(Records for identifying positions)
= = = =

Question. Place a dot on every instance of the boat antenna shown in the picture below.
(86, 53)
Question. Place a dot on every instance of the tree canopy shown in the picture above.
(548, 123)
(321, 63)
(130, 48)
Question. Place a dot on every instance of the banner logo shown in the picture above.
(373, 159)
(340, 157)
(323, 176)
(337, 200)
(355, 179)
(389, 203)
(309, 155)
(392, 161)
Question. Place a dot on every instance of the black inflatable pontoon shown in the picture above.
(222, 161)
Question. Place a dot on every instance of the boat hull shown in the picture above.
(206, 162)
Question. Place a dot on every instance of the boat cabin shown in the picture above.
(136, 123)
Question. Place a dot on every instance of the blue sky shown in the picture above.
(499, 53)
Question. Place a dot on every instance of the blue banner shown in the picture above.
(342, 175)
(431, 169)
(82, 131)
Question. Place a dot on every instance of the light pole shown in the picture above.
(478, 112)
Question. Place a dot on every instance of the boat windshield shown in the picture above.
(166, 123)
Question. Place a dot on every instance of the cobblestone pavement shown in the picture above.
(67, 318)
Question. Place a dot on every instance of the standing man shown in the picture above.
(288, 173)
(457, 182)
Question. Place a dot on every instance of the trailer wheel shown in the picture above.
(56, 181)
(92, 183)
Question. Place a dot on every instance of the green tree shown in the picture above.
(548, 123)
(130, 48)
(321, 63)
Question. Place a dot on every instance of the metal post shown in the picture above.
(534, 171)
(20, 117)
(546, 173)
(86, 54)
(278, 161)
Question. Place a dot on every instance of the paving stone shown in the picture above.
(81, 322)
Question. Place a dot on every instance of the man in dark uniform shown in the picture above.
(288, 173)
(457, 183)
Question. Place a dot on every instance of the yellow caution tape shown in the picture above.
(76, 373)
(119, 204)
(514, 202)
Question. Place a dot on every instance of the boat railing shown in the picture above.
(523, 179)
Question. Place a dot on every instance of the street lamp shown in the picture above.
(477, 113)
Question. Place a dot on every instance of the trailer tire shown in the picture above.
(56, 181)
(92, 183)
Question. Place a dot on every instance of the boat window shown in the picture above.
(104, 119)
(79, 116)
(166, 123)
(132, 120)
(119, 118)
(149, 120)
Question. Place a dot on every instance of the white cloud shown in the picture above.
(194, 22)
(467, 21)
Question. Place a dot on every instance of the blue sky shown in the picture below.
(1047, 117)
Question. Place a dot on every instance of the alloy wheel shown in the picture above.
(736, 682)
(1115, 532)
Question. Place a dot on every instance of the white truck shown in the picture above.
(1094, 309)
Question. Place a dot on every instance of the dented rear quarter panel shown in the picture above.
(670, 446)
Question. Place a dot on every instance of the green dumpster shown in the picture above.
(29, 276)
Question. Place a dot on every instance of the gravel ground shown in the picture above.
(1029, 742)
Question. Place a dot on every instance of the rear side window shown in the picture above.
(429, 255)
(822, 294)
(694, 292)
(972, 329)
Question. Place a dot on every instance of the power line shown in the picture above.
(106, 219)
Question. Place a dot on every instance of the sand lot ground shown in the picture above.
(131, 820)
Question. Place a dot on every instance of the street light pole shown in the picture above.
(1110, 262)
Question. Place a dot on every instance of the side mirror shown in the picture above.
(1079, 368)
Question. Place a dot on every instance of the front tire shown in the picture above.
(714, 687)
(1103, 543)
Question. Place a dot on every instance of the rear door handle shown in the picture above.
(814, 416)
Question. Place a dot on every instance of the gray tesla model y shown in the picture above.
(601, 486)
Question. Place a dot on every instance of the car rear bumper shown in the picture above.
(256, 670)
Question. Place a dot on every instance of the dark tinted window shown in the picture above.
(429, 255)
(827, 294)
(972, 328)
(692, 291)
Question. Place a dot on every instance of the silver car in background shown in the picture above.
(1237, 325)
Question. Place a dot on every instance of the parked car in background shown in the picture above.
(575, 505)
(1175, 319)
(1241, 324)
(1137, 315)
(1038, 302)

= = = =

= PROBLEM DETAILS =
Change every occurrence of "Place a dot on" in the records above to "Mark", leaving all other text as it is.

= RESULT OF THE EXERCISE =
Question. Mark every instance of the boat antenna shown in the picture below.
(86, 53)
Question. Mark every instance of the tree canopy shown in the picture above.
(548, 123)
(321, 63)
(130, 48)
Question. Mark every instance of the banner logo shown in the picture above.
(373, 159)
(340, 157)
(323, 176)
(337, 200)
(355, 179)
(389, 203)
(309, 155)
(392, 161)
Question. Mark every instance of the black inflatable pontoon shown in the picture above.
(222, 161)
Question. Mark every instance of the boat hull shown in the picture above.
(206, 162)
Question. Mark every instance of the boat cabin shown in the picture above.
(136, 123)
Question. Mark every instance of the blue sky shown in the picture above.
(499, 53)
Question. Mark every instance of the blue banner shown in the picture above.
(342, 175)
(431, 169)
(82, 131)
Question. Mark every instance of the light pole shown in the picture above.
(478, 112)
Question. Mark every instance of the boat windshield shown in the picture above.
(166, 123)
Question. Mark every instance of the cobblestone pavement shown in the picture above.
(67, 318)
Question. Mark every instance of the standing man shown in the picture above.
(288, 173)
(457, 182)
Question. Mark every instance of the trailer wheel shown in the picture above.
(56, 181)
(92, 183)
Question. Mark every instance of the green tree shown in the picture above.
(548, 123)
(130, 48)
(321, 63)
Question. Mark every instance of the metal post shown in the picture above.
(534, 171)
(20, 117)
(546, 173)
(86, 54)
(278, 161)
Question. Mark every instance of the paving stone shown in the picture above.
(81, 322)
Question. Mark every instance of the man in dark uniform shown in the picture above.
(288, 173)
(457, 183)
Question. Mark every instance of the yellow caution tape shown in the picture above.
(76, 373)
(119, 204)
(514, 202)
Question. Mark every instance of the boat railing shown in the picture above.
(523, 179)
Question. Mark every instance of the street lamp shown in the picture above.
(477, 113)
Question. Mark every instance of the trailer tire shown in the picture above.
(56, 181)
(92, 183)
Question. Mark every instance of the boat window shown in the picture above.
(104, 119)
(79, 116)
(166, 123)
(132, 120)
(119, 118)
(149, 120)
Question. Mark every instance of the white cloud shown in the picture above.
(194, 22)
(467, 21)
Question. Mark every instance of the blue sky shown in the picture below.
(1047, 117)
Question. Mark every instance of the alloy wheel shown in the picture above.
(736, 682)
(1115, 532)
Question. Mark every instance of the white truck shown in the picture above.
(1094, 309)
Question. Mark every instance of the dented rear quarter panel shown in the picture above.
(670, 446)
Question. Mark every instance of the green dumpster shown in the picture above.
(29, 276)
Question. Mark every instance of the gravel ground shown in the picture above.
(1029, 742)
Question. Mark every instance of the rear side window shown in the picture above.
(429, 255)
(822, 294)
(694, 292)
(972, 329)
Question. Mark every instance of the power line shown in the picture above.
(106, 219)
Question. Mark every instance of the sand lot ground shown in the picture above.
(131, 820)
Question. Mark every instance of the street light pole shown in the picture above.
(1110, 262)
Question. Mark every instance of the side mirror shown in the picture above.
(1079, 368)
Question. Mark every instance of the front tire shown in the picture above.
(714, 687)
(1103, 543)
Question. Mark every instance of the rear door handle shown in the picture above.
(814, 416)
Question. Mark every instance of the gray tesla model y shown in the picture above.
(601, 486)
Question. Mark every instance of the car rear bumper shown in the picture above.
(256, 670)
Question. Mark every instance of the dark tinted window shown in the picture above.
(429, 255)
(827, 294)
(972, 328)
(692, 291)
Question. Mark every instance of the silver car in background shown in the picture above.
(1237, 325)
Question. Mark every instance of the parked car in background shown in the picture above.
(575, 505)
(1175, 319)
(1241, 324)
(1137, 315)
(1038, 302)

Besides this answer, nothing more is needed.